Stated goal:
Please pull out every line in the entries below that contains the string "light", and treat uppercase and lowercase letters as different.

Stored records:

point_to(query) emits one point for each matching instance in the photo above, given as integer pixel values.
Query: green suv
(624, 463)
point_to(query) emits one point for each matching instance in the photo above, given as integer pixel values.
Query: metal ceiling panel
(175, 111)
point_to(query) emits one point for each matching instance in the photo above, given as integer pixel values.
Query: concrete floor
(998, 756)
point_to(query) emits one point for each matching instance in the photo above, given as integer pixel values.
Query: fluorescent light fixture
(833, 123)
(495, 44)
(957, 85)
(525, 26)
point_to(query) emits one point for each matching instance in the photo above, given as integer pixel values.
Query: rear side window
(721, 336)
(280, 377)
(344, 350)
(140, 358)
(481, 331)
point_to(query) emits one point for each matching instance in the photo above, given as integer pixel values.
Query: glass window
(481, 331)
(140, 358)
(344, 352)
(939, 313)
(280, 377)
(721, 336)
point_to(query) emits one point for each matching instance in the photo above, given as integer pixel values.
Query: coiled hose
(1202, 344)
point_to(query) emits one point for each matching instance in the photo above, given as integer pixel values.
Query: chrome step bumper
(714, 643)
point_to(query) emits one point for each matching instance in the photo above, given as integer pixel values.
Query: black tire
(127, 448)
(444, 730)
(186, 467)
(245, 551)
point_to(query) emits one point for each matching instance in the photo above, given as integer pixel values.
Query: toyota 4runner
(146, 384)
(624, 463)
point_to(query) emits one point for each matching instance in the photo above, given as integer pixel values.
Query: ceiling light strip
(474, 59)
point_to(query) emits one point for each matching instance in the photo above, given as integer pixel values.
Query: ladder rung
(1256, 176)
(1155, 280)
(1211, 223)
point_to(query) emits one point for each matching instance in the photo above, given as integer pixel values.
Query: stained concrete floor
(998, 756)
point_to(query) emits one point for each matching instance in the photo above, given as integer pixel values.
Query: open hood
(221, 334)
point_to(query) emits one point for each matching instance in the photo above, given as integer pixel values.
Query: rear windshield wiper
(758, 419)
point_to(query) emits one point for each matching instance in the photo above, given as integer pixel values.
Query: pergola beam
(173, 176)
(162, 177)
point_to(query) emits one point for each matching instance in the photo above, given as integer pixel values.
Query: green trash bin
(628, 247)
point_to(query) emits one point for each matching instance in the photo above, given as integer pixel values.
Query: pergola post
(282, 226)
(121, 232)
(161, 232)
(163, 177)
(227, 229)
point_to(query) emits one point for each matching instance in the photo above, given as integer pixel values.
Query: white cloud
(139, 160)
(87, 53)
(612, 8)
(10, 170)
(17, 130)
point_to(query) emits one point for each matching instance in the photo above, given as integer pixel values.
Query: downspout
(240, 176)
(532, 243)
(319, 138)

...

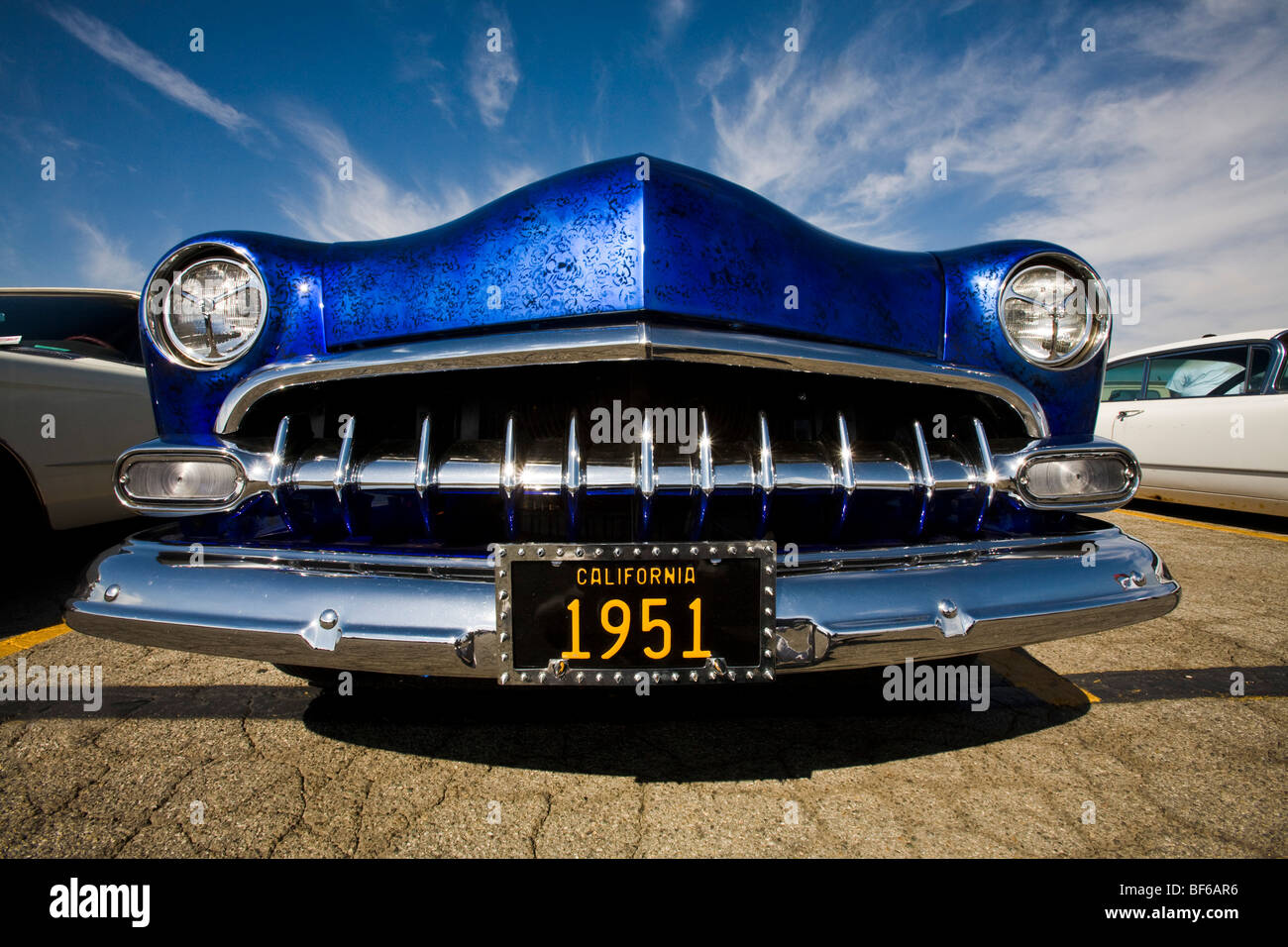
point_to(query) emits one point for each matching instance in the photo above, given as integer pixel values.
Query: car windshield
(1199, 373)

Result for this task:
Query: fluorescent light fixture
Query: ceiling light strip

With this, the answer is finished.